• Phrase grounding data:
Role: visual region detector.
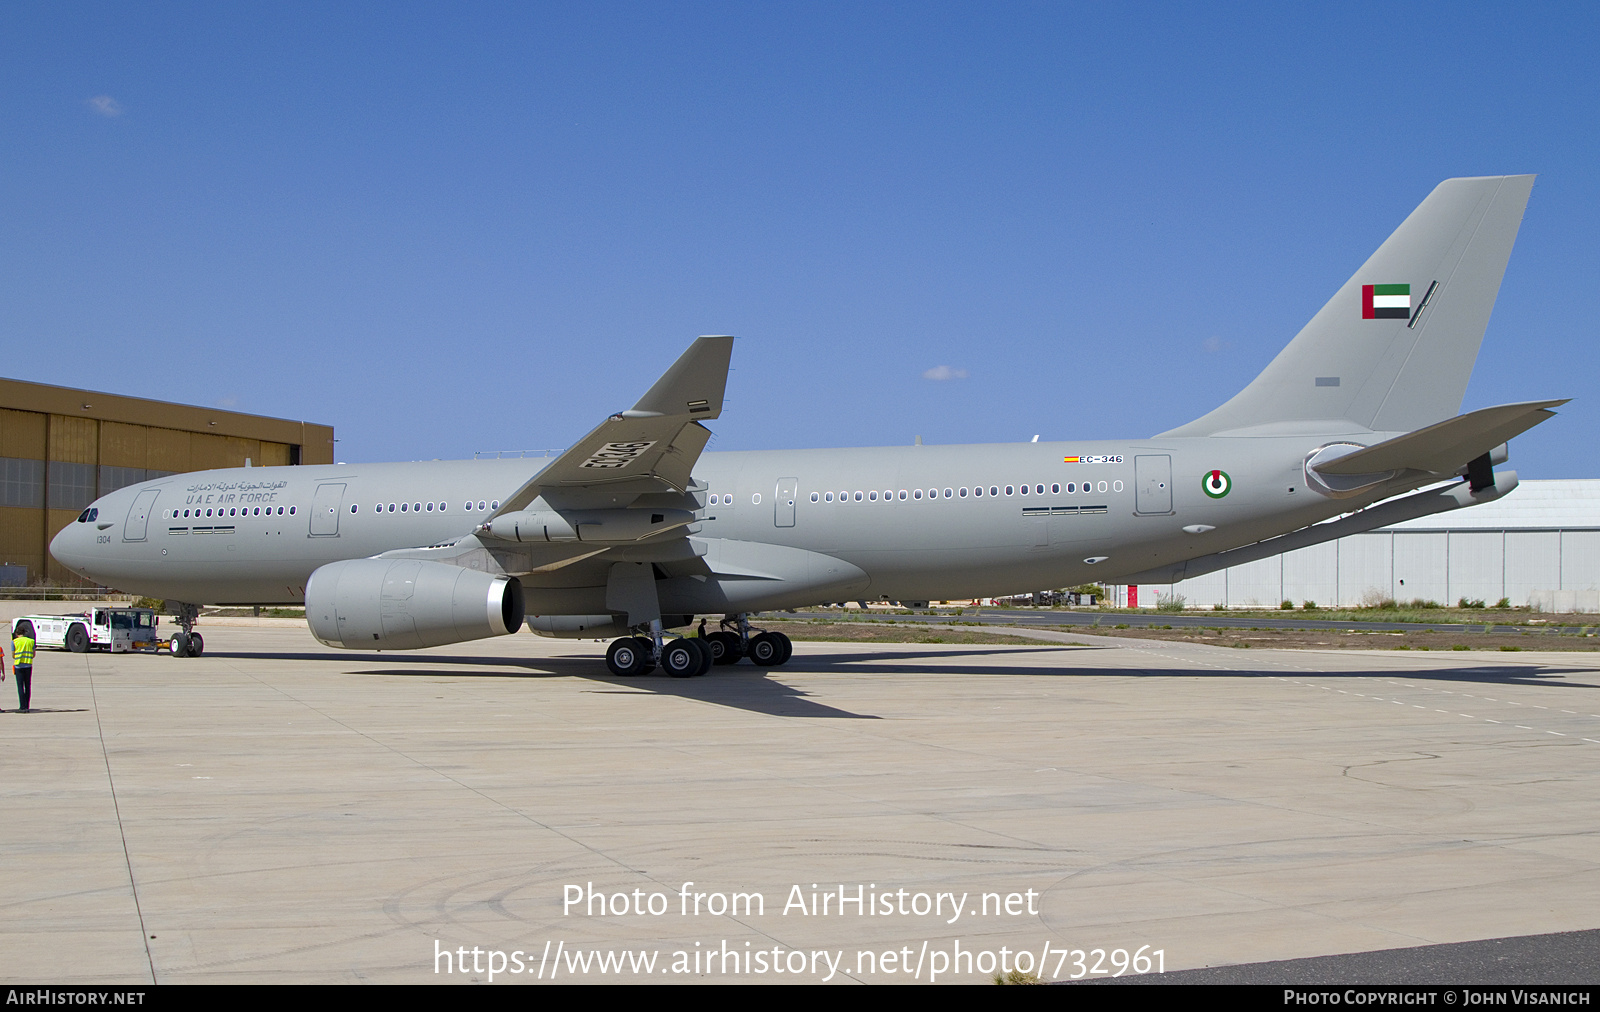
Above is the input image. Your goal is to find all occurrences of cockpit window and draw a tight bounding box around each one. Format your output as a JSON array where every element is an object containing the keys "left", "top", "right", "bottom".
[{"left": 77, "top": 508, "right": 99, "bottom": 523}]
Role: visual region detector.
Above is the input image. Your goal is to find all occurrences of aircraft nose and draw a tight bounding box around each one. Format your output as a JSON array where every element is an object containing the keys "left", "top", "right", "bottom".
[{"left": 50, "top": 510, "right": 95, "bottom": 573}]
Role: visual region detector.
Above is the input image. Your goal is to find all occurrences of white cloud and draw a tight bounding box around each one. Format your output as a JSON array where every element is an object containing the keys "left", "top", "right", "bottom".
[
  {"left": 215, "top": 395, "right": 239, "bottom": 409},
  {"left": 922, "top": 365, "right": 968, "bottom": 381},
  {"left": 87, "top": 95, "right": 123, "bottom": 117}
]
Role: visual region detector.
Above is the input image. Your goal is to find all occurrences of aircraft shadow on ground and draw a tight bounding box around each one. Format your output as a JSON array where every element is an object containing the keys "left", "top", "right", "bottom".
[
  {"left": 205, "top": 647, "right": 1599, "bottom": 719},
  {"left": 206, "top": 650, "right": 883, "bottom": 718}
]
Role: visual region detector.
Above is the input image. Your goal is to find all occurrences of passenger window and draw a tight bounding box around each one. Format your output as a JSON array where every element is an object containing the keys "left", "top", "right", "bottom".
[
  {"left": 990, "top": 486, "right": 999, "bottom": 497},
  {"left": 913, "top": 489, "right": 922, "bottom": 500},
  {"left": 1052, "top": 483, "right": 1060, "bottom": 494},
  {"left": 944, "top": 488, "right": 953, "bottom": 498},
  {"left": 1036, "top": 484, "right": 1044, "bottom": 494},
  {"left": 752, "top": 493, "right": 762, "bottom": 504},
  {"left": 1114, "top": 480, "right": 1124, "bottom": 492},
  {"left": 959, "top": 487, "right": 967, "bottom": 497},
  {"left": 400, "top": 503, "right": 408, "bottom": 512},
  {"left": 974, "top": 486, "right": 983, "bottom": 497},
  {"left": 810, "top": 492, "right": 819, "bottom": 502},
  {"left": 491, "top": 501, "right": 499, "bottom": 510},
  {"left": 869, "top": 491, "right": 878, "bottom": 501},
  {"left": 898, "top": 490, "right": 907, "bottom": 500},
  {"left": 854, "top": 491, "right": 863, "bottom": 501},
  {"left": 1098, "top": 481, "right": 1108, "bottom": 492},
  {"left": 289, "top": 506, "right": 296, "bottom": 515},
  {"left": 350, "top": 505, "right": 358, "bottom": 513},
  {"left": 478, "top": 501, "right": 487, "bottom": 510}
]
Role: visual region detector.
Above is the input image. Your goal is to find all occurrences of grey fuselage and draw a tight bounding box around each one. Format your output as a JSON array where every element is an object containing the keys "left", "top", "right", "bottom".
[{"left": 51, "top": 432, "right": 1398, "bottom": 610}]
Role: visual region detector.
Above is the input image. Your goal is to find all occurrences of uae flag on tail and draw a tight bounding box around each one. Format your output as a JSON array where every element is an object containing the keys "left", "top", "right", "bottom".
[{"left": 1362, "top": 283, "right": 1410, "bottom": 320}]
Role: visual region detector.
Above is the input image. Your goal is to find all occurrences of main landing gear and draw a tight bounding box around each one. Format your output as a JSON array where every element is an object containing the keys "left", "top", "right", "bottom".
[
  {"left": 603, "top": 615, "right": 791, "bottom": 677},
  {"left": 168, "top": 602, "right": 204, "bottom": 658}
]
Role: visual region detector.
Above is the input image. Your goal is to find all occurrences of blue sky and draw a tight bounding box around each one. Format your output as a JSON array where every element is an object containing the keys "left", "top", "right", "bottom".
[{"left": 2, "top": 3, "right": 1595, "bottom": 476}]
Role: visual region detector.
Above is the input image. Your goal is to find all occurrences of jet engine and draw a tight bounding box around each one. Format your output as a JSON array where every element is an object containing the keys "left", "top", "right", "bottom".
[{"left": 306, "top": 558, "right": 524, "bottom": 650}]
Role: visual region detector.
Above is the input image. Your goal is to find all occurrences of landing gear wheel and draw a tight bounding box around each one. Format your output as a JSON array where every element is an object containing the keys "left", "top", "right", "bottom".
[
  {"left": 688, "top": 638, "right": 713, "bottom": 676},
  {"left": 748, "top": 632, "right": 784, "bottom": 667},
  {"left": 171, "top": 632, "right": 190, "bottom": 658},
  {"left": 632, "top": 636, "right": 656, "bottom": 675},
  {"left": 67, "top": 624, "right": 90, "bottom": 653},
  {"left": 662, "top": 640, "right": 703, "bottom": 678},
  {"left": 706, "top": 631, "right": 743, "bottom": 665},
  {"left": 188, "top": 633, "right": 204, "bottom": 657},
  {"left": 773, "top": 631, "right": 793, "bottom": 665},
  {"left": 606, "top": 637, "right": 649, "bottom": 676}
]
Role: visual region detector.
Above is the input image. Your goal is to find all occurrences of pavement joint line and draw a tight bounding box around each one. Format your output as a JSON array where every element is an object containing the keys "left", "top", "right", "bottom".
[
  {"left": 85, "top": 652, "right": 157, "bottom": 985},
  {"left": 213, "top": 656, "right": 829, "bottom": 960},
  {"left": 1273, "top": 670, "right": 1600, "bottom": 743}
]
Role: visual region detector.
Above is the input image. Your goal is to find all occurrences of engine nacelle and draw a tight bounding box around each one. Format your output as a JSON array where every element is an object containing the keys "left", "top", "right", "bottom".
[
  {"left": 306, "top": 558, "right": 524, "bottom": 650},
  {"left": 482, "top": 508, "right": 695, "bottom": 543}
]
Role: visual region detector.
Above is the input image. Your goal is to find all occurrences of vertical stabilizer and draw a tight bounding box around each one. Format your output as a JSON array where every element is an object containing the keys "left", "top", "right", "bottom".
[{"left": 1160, "top": 175, "right": 1534, "bottom": 437}]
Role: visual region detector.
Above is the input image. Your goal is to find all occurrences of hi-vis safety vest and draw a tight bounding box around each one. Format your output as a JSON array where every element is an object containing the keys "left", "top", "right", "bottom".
[{"left": 12, "top": 635, "right": 34, "bottom": 667}]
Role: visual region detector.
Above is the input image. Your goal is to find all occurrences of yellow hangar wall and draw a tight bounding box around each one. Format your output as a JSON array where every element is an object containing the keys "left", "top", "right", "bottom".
[{"left": 0, "top": 377, "right": 334, "bottom": 587}]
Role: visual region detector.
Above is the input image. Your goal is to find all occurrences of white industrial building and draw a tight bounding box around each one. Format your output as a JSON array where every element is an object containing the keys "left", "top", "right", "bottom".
[{"left": 1115, "top": 479, "right": 1600, "bottom": 612}]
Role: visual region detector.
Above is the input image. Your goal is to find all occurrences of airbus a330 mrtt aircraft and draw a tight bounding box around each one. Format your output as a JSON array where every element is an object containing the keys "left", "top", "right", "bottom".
[{"left": 52, "top": 175, "right": 1563, "bottom": 677}]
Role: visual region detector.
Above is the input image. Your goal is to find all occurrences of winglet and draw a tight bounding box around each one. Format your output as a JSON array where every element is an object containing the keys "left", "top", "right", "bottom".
[
  {"left": 631, "top": 335, "right": 734, "bottom": 420},
  {"left": 490, "top": 336, "right": 736, "bottom": 516}
]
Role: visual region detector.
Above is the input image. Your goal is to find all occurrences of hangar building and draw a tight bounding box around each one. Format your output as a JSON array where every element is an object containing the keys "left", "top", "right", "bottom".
[
  {"left": 1118, "top": 479, "right": 1600, "bottom": 612},
  {"left": 0, "top": 378, "right": 334, "bottom": 587}
]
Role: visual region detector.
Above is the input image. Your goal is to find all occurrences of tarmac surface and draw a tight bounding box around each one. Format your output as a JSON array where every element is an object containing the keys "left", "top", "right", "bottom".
[{"left": 3, "top": 623, "right": 1599, "bottom": 984}]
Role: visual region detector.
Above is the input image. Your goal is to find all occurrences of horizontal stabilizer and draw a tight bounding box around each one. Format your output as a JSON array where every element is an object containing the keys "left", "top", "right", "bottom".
[
  {"left": 1313, "top": 399, "right": 1566, "bottom": 476},
  {"left": 1120, "top": 470, "right": 1519, "bottom": 586}
]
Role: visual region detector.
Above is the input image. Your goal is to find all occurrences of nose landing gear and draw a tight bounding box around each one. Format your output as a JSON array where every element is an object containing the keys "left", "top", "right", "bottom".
[{"left": 168, "top": 603, "right": 204, "bottom": 658}]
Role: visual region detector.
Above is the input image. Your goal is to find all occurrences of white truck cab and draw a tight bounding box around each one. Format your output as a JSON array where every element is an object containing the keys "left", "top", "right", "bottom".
[{"left": 13, "top": 607, "right": 163, "bottom": 653}]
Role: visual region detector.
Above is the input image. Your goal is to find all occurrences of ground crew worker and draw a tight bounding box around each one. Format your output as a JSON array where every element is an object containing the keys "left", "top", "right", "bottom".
[{"left": 11, "top": 620, "right": 35, "bottom": 713}]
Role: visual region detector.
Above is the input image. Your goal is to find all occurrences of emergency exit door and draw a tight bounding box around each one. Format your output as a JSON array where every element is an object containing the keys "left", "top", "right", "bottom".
[
  {"left": 122, "top": 489, "right": 161, "bottom": 542},
  {"left": 1134, "top": 455, "right": 1172, "bottom": 515},
  {"left": 774, "top": 478, "right": 798, "bottom": 527},
  {"left": 310, "top": 483, "right": 347, "bottom": 536}
]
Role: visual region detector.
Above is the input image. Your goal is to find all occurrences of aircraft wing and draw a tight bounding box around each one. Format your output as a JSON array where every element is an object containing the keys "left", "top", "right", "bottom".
[{"left": 493, "top": 336, "right": 734, "bottom": 513}]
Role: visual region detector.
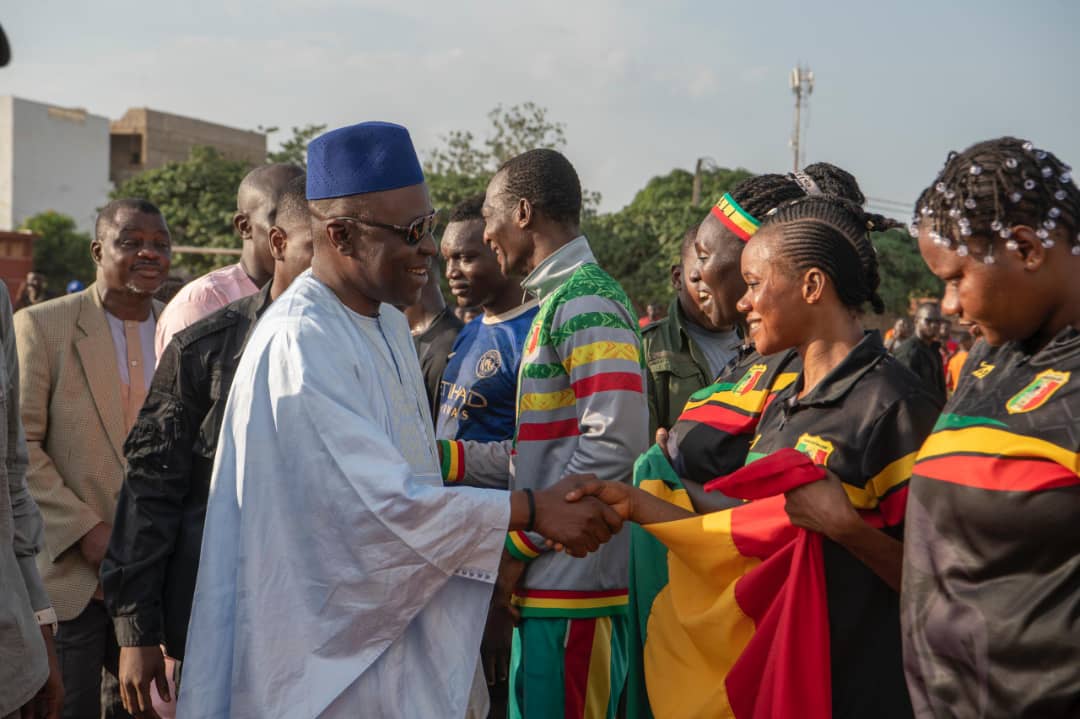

• WHAT YOU SHOULD DO:
With pictures left out, transcribe each line from the one containing "occurrences of nose" through the end of the data, both ends included.

• RESPONSE:
Above is the input image. Your goal is to find all occurrences of nose landing gear and draw a tight bounding box around each one. Format your output as a JSON array where every element is an object containing the keys "left", "top", "right", "bottom".
[{"left": 168, "top": 603, "right": 204, "bottom": 658}]
Role: visual region detector.
Above is the input image. Your goal is to find all occurrences of white truck cab and draw a tight bounding box around each one. Format your output as a JSON array where every element is an object containing the keys "left", "top", "right", "bottom".
[{"left": 13, "top": 607, "right": 163, "bottom": 653}]
Role: visual region detector.
Above is the input image. Your goal is to find all occurrences of ground crew worker and draw a tight bounding box around each one. Format your output as a JSON array where every element is an object containing the keys "left", "top", "right", "bottom".
[{"left": 11, "top": 620, "right": 35, "bottom": 713}]
Role: visual region detector.
Above is the input image. Your goal is to find all occurrences of emergency exit door and draw a tight bounding box around each one. Format your output as a JSON array where every element is an object containing the keys "left", "top", "right", "bottom".
[
  {"left": 122, "top": 489, "right": 161, "bottom": 542},
  {"left": 1134, "top": 455, "right": 1172, "bottom": 515},
  {"left": 774, "top": 478, "right": 798, "bottom": 527},
  {"left": 310, "top": 483, "right": 347, "bottom": 536}
]
Role: visual region detector.
Above is the input image. Your goal is to find all occurrences of aircraft wing and draw a tight bounding box around each one. Format your output as a JSON array where every element is an object containing the keys "left", "top", "right", "bottom".
[{"left": 493, "top": 336, "right": 734, "bottom": 513}]
Role: visual region detector.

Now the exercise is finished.